◆ Yönerge ve koşullar
Şu ifadeler kaynak belgeyle uyuşuyor mu: (a) Yazar 2010'da iki sert düzeltme bekliyor; (b) Yazar daha önce dolardan TL'ye geçilmemesini önermişti; (c) Daralma oranları ikinci çeyrekte tüm dünyada arttı. Her birine evet ya da hayır deyin ve belgedeki belirleyici sözleri olduğu gibi alıntılayın.

◆ Kaynak belge
----------------------------------------

Satış usul usul geliyor
2010da iki sert düzeltme bekliyoruz. Bu kriz anlamına gelmiyor. Aksine yıllarca süreceğini düşündüğümüz bir boğa piyasası içinde düzeltme bekliyoruz. Satış baskısı önümüzdeki dönemde kuvvetlenerek devam edecek...
GEÇEN haftaki Satış zamanı yaklaştı başlıklı yazımızdan alıntı yaparak başlıyoruz:
Bundan yaklaşık 8 ay önce finansal piyasalarda büyük çöküş yaşanırken, kapitalizmin sembolü yatırım bankaları kağıttan kuleler gibi yıkılırken, 3 çeyrek sonrası için bizim gibi büyüme öngörüsünde bulunanlara aklını yitirmiş gözüyle bakılırken de bugünküne benzer bir yazıyı kaleme almıştık. Şubat sonu ve mart başındaki değerlendirme notlarımızda bugün önereceklerimizin tam tersini önermiştik. O dönemdeki yazılarımızda merkez bankalarının ve hükümetlerin devreye soktuğu mali ve parasal teşviklerin 2009'un yaz aylarında dünya ekonomisinin resesyondan (daralma süreci) kurtulmasını sağlayacağını ve finansal piyasaların da bu gelişmeyi 4-5 ay öncesinden satın almaya başlayacağını düşünerek, hisse senedi alımı, euro/dolar paritesinde dolar lehine pozisyon açılmasını, dolardan TL'ye geçilmesini ve petrol kontratı satın alınmasını önermiştik.
Öngörülerimiz büyük ölçüde haklı çıktı. Dünya ekonomisi 2008in dördüncü çeyreği ile 2009un ilk çeyreğinde uçurumdan aşağı yuvarlanırmışçasına tarihte emsali görülmemiş düzeylerde daralma yaşadı. Uzmanların büyük çoğunluğu aksini savunurken, ikinci çeyrekte daralmanın şiddetinde ciddi derecede azalma yaşanacağını yani ekonomik aktivitenin ikinci türevinin pozitife döneceğini savunuyorduk. Tüm dünyada daralma oranları ikinci çeyrekte azaldı. Finansal piyasalar bu gelişmeyi yeşil filizlerin belirmesi olarak nitelendirdi.

----------------------------------------

◆ Adlandırılmış nesne işaretleme kayıtları
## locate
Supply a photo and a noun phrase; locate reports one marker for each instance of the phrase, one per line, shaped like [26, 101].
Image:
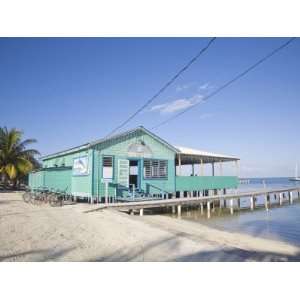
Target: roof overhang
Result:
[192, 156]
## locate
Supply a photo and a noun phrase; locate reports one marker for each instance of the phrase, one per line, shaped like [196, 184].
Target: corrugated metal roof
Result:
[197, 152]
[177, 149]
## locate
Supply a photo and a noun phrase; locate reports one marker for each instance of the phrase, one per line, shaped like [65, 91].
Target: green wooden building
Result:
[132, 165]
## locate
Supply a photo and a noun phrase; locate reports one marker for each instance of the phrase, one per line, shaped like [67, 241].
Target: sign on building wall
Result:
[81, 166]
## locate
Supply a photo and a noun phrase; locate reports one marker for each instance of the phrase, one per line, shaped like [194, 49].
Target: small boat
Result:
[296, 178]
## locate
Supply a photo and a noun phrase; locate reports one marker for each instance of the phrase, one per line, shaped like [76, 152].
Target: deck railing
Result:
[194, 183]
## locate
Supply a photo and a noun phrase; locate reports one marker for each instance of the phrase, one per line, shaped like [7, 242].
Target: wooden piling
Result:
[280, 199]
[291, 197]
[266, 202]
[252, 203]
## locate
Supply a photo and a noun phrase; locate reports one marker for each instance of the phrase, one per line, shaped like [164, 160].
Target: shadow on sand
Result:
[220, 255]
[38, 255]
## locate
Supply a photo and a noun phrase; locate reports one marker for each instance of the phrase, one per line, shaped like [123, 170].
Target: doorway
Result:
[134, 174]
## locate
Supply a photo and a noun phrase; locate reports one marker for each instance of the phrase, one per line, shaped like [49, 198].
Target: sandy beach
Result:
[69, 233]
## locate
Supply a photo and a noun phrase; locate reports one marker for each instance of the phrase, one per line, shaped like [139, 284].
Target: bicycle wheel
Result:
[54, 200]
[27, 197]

----------------------------------------

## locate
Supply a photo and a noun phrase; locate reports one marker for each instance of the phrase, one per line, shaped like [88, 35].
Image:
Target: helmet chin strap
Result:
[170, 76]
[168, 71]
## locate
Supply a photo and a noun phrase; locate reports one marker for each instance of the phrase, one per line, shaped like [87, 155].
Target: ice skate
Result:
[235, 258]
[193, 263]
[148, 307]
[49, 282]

----------------------------------------

◆ Yazılı yanıt
(a) Evet: "2010da iki sert düzeltme bekliyoruz."
(b) Hayır: "dolardan TL'ye geçilmesini ve petrol kontratı satın alınmasını önermiştik."
(c) Hayır: "Tüm dünyada daralma oranları ikinci çeyrekte azaldı."